▶ _Work to complete_
- a) In the blog post, the Joe Strummer song comes from the soundtrack to which movie?
- b) Extract the blog post's wording from "Thursday, January 28, 2010" to "Joe died. Enjoy...............".
** Opening Passage block **
Thursday, January 28, 2010

Joe Strummer and the Latino Rockabilly War - Trash City

I've been thinking about this Joe Strummer song a lot lately and have to say that in my humble opinion it's pretty amazing! This is a more obscure song from Strummer's solo career after The Clash broke up and is from the soundtrack to the movie "Permanent Record." Although it never hit in the top 40 and isn't known all over the world it doesn't matter because it's such a wonderful song. We lost a major talent when Joe died. Enjoy...............



Unfortunately I never got to see Joe play live although I could have. While doing my radio show at WMUL (Marshall University) in the latter 90s he came to Cincinnati and I had good connections with his label (Hell-Cat Records) and could have gotten free tickets and possibly even a show I.D. but I was at a point where I didn't want to drive 2 hours to see a show. Basically I was too lazy and it wasn't too much later that he died and I realized what I mistake I had made. That just goes to show that there are some things in life you shouldn't pass up on because you never know if you'll get another chance. R.I.P. Joe Strummer.

Time goes on

About 3 weeks ago I made a post about not even knowing if my marriage was going to make it. My wife had said some pretty horrible things to me and honestly I didn't even know if I wanted to keep on trying. What a difference a day makes. We talked the next day and she was going through a few things but explained that she didn't mean what she had said and indeed did love me and wanted us to stay together and works things out. Since then I've turned a corner of sorts and come out of the semi-depression I was in and feel much better about life in general and am even making plans for future events since clearly waiting for something good to happen just doesn't work. You have to put yourself in a position for good things to happen. Basically I mean you need to be working towards a clearly defined goal in order for positive things to happen for and to you. Sitting around dreaming while nice and time consuming just doesn't get it done. Unfortunately there won't be a knock at the door where the perfect thing you want in life will happen to and for you. You've got to get out there and make it happen and now I'm planning for it.
** Closing Passage block **
** Opening Information shown block **
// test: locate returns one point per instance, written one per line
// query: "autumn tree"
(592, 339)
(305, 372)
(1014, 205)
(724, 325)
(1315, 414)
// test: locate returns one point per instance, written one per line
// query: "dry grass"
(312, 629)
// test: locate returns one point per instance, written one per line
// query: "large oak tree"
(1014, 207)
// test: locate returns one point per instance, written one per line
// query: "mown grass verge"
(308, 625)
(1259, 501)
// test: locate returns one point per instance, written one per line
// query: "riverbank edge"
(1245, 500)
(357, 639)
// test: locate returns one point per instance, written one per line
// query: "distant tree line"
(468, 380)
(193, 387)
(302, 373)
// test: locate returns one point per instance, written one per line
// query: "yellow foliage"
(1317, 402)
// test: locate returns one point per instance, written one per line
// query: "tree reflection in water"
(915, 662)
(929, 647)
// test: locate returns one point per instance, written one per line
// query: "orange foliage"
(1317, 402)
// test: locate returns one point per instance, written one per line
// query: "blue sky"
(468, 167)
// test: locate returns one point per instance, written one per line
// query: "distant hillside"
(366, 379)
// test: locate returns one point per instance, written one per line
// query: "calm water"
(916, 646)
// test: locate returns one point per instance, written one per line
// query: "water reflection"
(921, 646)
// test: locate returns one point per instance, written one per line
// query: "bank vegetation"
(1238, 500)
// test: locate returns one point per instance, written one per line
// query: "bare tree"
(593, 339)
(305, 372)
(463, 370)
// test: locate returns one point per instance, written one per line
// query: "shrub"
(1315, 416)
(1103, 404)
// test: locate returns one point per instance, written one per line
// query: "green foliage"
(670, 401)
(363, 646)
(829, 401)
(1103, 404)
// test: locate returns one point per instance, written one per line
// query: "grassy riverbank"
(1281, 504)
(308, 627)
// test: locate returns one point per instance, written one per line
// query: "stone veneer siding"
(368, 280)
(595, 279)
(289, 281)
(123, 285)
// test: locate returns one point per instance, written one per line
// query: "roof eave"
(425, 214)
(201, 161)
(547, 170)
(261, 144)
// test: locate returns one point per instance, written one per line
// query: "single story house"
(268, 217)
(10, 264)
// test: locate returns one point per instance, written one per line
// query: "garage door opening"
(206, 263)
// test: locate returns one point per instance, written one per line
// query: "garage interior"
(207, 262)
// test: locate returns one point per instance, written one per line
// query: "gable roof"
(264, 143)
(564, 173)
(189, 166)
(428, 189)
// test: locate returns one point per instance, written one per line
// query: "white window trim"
** Closing Information shown block **
▶ _Solutions to each task_
- a) "Permanent Record."

- b)
Thursday, January 28, 2010

Joe Strummer and the Latino Rockabilly War - Trash City

I've been thinking about this Joe Strummer song a lot lately and have to say that in my humble opinion it's pretty amazing! This is a more obscure song from Strummer's solo career after The Clash broke up and is from the soundtrack to the movie "Permanent Record." Although it never hit in the top 40 and isn't known all over the world it doesn't matter because it's such a wonderful song. We lost a major talent when Joe died. Enjoy...............